- _Your goal_: The answer is the set of lines that include "rubber", copied from the data below.
"""
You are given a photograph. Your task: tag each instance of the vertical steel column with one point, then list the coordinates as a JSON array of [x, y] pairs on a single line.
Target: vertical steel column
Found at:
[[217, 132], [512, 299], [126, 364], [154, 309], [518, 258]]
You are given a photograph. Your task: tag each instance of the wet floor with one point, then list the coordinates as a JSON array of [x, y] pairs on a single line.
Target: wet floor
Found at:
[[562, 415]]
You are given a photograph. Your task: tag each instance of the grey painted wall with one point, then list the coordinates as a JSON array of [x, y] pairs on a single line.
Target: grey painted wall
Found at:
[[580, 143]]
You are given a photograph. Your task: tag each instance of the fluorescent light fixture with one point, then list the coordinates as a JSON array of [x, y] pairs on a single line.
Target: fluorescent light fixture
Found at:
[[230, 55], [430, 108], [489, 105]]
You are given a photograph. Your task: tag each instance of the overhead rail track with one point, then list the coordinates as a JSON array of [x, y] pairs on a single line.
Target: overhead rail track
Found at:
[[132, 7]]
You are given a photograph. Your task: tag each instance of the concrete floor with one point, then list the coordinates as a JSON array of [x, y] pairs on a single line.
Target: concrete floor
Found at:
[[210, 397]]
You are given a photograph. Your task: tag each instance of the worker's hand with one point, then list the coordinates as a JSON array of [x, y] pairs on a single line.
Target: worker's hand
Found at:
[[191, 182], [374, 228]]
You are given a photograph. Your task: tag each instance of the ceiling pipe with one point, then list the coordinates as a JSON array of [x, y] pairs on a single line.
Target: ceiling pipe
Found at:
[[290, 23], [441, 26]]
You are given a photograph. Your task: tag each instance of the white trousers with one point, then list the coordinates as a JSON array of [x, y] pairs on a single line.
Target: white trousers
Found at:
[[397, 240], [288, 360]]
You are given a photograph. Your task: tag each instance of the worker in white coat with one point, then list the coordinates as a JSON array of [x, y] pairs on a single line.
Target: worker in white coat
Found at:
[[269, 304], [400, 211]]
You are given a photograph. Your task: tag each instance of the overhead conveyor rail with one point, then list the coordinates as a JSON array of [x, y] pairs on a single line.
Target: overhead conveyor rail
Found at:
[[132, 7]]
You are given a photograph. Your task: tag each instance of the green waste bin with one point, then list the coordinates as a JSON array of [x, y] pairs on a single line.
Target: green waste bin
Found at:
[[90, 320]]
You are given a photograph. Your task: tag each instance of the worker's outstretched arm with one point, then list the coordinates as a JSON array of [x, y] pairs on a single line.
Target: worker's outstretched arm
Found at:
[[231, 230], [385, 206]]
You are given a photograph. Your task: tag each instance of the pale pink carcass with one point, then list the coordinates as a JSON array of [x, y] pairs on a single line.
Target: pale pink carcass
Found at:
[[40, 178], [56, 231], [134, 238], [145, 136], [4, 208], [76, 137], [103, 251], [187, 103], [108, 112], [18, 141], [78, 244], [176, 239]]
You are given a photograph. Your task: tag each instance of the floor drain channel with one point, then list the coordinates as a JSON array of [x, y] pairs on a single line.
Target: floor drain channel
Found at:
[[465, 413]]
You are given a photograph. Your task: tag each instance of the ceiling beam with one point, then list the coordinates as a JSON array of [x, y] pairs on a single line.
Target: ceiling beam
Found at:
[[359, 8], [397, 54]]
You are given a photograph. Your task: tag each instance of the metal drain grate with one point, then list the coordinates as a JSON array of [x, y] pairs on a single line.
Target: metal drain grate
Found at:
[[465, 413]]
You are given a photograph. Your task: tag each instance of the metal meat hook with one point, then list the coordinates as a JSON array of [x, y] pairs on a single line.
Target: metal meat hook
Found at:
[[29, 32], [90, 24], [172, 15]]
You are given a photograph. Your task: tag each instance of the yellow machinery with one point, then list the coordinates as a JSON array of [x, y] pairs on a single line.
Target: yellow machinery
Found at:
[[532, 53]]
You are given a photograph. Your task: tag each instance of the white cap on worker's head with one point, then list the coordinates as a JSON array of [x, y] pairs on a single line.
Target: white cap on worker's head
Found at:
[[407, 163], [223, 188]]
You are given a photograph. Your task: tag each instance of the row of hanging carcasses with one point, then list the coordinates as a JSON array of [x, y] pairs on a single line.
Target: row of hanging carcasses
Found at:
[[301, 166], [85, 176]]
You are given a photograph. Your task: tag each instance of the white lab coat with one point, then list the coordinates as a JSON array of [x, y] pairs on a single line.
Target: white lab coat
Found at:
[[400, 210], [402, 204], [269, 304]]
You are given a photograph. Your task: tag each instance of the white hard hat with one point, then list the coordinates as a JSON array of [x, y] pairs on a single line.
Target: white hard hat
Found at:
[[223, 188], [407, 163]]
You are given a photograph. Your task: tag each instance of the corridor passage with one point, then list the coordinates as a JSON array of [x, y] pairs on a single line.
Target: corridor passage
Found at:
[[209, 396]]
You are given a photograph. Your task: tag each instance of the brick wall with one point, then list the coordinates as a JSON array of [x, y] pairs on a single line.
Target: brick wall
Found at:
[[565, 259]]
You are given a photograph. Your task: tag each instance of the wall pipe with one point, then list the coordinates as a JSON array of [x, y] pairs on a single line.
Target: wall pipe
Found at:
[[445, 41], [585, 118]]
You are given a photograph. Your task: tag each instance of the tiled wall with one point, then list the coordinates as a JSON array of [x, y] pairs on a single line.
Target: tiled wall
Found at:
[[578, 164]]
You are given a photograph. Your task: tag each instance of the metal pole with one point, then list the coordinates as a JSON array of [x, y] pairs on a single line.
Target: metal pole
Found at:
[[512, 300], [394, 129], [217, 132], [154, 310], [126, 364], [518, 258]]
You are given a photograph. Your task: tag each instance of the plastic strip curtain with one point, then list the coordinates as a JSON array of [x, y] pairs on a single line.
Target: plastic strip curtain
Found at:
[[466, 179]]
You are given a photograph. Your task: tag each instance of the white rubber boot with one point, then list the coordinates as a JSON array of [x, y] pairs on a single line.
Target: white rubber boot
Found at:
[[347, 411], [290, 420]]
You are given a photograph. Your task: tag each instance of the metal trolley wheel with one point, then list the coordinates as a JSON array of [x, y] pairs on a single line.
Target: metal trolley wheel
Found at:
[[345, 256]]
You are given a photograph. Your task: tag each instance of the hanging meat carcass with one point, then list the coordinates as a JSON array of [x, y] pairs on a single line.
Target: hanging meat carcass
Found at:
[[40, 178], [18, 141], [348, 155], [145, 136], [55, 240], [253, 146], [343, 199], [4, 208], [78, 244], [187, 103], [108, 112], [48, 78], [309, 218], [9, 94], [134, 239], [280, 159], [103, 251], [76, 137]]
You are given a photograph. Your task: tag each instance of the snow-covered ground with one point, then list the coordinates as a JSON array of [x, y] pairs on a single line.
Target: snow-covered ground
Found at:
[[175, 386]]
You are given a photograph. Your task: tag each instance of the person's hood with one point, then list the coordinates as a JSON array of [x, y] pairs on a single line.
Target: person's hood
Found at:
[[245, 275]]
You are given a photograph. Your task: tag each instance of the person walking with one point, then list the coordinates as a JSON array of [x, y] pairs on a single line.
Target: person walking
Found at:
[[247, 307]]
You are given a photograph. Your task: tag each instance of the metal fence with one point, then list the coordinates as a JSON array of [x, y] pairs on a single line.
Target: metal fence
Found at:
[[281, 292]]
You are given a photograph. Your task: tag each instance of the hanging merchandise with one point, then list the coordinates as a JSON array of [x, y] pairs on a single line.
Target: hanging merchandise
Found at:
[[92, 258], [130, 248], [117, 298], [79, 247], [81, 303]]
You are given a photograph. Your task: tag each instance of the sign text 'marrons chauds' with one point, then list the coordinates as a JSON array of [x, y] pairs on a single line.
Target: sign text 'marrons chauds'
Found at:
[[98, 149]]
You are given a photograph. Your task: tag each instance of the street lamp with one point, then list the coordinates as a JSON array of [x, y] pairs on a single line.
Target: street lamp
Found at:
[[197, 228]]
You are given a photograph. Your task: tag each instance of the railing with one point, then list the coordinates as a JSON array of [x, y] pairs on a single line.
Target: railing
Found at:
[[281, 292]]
"""
- _Output for this exercise_:
You are given a photograph. Your task: tag each instance of the white rubber boot with one point, then list the coordinates as a JSON array of [x, y] pairs on a single line.
Target: white rubber boot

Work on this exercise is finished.